**Supplied passage**
◇ ◇ ◇ ◇
I'm in the middle of the first season, when you still feel bad for Betty and sad for Peggy. And I keep being struck by how radiant they both are, and how the quality of their beauty feels completely different.
Betty is a classic American blonde, repeatedly compared to Grace Kelly, gifted with a gorgeous face and a trim figure. Her beauty gets her lots of attention from men (and yikes! even boys!), and she's learned to see that as her major power in the world.
To me she seems like a superhero who knows that her powers are fading -- she has everything now, but she knows it will all go away. So there's an odd desperation to her character. We see this as she turns from one man to another, repeating the same patterns and judging her daughter as harshly as she has been judged.
And as her desperation grows, she becomes more and more odious. (Seriously, type "I Hate Betty" into Google and how it auto-finishes the sentence.) I can't WAIT to see what she does when Sally (inevitably) starts hanging out with hippies. And as she loses more and more of her youthful glow. She has a porcelain doll quality -- stiff and hollow and cold -- and the world is moving on to real flesh.
Peggy, on the other hand, comes from humble surroundings and would generally be considered pretty plain. But there's an intensity in her eyes that makes her stand out, that makes you want to watch her. Her beauty isn't a shell that can crack -- it's a coalfire burning from the inside out.
The first season is kind of a shocking time for Peggy -- she learns she has good intellectual instincts and poor romantic ones. (Seriously, girl? Pete Campbell? Let us talk!) But there's no denying that as she grows and gets more confident, she also becomes more and more beautiful. I like noticing it happen as I re-watch the show -- from the moment she sells her first copy, she develops a lookie-what-I-did glow.
Peggy's variety of beauty is more a side-effect of doing cool stuff than it is a genetic gift. It comes from taking risks and achieving stuff and being proud of it. Which means it's accessible to everybody.
And it's self-renewing, which means it doesn't go away when you get old -- in fact it only gets more luminous with age and increased badassity. Imagine Peggy in 2012 -- the drama, the stories, the hilarious and wistful memories! I kind of wish she was not a fictional character so we could hang out!
And it's also predicated on a much nicer notion Betty-style beauty: the idea that a woman's value comes from what she does, not what she looks like.
The genetic lottery is real -- some people reap the benefits of being born beautiful, and others not so much. But think about the people you think are gorgeous -- is it about their looks, or is it about who they are?
True beauty -- the real, lasting, burning-from-within kind -- doesn't come from our DNA. It comes from the boldness of the choices we make every day. Bravery is the new black.
◇ ◇ ◇ ◇
**Required work**
[a] Which people does the essay on Betty and Peggy mention by name?
[b] Could you reproduce the essay on Betty and Peggy word for word, starting at "I'm in the middle" and ending at "feels completely different."?
Use only the essay on Betty and Peggy.

**Provided material**
◇ ◇ ◇ ◇
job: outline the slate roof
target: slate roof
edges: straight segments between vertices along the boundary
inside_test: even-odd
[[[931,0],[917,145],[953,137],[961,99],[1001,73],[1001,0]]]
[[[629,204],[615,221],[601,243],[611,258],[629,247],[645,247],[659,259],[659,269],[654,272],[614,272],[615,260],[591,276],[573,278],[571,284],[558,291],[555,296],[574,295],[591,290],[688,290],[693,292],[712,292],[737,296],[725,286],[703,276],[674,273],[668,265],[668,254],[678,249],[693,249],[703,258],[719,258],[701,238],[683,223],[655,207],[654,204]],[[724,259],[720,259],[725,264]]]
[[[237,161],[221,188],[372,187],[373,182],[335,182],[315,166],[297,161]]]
◇ ◇ ◇ ◇
**Response list**
[a] Betty, Peggy, Grace Kelly, Sally, Pete Campbell

[b]
I'm in the middle of the first season, when you still feel bad for Betty and sad for Peggy. And I keep being struck by how radiant they both are, and how the quality of their beauty feels completely different.